#### What you should do:
Reproduce the material starting at the line that contains "locate grassy verge, a point per instance." and ending at the end of the material, changing "green foliage" to "green vegetation" and keeping everything else the same.

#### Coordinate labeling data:
==================================================

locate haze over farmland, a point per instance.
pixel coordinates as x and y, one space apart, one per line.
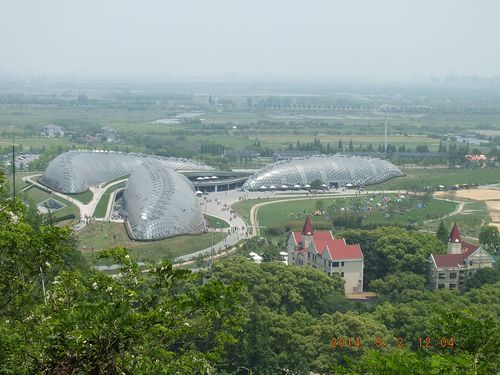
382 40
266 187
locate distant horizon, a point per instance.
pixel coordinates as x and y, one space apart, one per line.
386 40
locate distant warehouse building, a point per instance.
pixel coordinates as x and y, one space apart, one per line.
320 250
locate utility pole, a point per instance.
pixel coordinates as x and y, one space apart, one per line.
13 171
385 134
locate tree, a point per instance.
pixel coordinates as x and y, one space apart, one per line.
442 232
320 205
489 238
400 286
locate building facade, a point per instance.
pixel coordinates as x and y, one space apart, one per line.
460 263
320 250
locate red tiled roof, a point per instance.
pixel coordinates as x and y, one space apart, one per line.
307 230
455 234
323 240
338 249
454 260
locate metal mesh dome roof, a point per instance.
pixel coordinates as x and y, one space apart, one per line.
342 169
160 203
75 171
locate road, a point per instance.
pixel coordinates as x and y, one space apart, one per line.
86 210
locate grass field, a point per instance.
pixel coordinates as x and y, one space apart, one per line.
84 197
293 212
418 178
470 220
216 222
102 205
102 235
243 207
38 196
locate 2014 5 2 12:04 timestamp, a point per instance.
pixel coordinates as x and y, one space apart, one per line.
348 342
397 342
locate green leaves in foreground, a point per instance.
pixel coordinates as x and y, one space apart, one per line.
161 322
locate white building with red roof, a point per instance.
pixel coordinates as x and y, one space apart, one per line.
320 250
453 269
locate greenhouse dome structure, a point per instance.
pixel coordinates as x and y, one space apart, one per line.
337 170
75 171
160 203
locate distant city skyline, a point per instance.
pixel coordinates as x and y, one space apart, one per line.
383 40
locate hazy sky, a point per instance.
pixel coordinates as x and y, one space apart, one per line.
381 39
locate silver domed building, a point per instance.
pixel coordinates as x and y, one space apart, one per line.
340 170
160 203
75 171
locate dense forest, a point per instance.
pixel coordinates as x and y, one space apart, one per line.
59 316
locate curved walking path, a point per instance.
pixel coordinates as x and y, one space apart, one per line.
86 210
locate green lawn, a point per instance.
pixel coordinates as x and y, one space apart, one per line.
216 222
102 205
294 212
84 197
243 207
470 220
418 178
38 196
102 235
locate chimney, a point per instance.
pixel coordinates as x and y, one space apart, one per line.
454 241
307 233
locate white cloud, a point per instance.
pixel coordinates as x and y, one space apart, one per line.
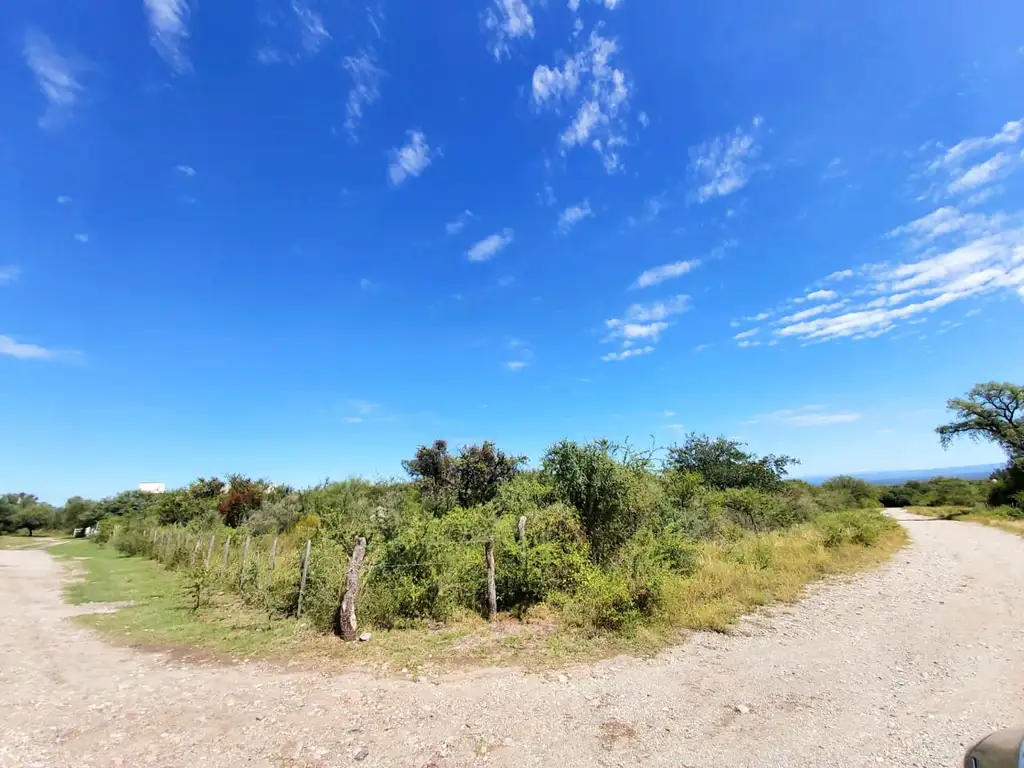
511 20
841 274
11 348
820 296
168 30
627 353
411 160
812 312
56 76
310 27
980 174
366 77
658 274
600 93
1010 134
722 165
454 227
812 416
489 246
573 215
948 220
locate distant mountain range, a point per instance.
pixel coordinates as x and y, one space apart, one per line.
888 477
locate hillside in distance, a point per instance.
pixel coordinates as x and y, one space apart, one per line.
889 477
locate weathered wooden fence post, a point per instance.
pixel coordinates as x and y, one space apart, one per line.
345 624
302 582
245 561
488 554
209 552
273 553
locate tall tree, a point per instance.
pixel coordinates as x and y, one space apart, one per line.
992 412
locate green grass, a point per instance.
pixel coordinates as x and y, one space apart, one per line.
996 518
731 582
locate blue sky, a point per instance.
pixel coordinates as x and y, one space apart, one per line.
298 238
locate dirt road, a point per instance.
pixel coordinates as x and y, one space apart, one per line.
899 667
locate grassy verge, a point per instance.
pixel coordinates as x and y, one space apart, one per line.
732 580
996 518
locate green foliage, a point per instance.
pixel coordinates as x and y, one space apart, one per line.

==================================================

#### Written reply:
locate grassy verge, a point per instance.
pixel coordinates as x and y, one space apart, one per line.
732 580
996 518
locate green vegetation, a point per instance.
pixel coordinates as x and y, one space apart, one per line.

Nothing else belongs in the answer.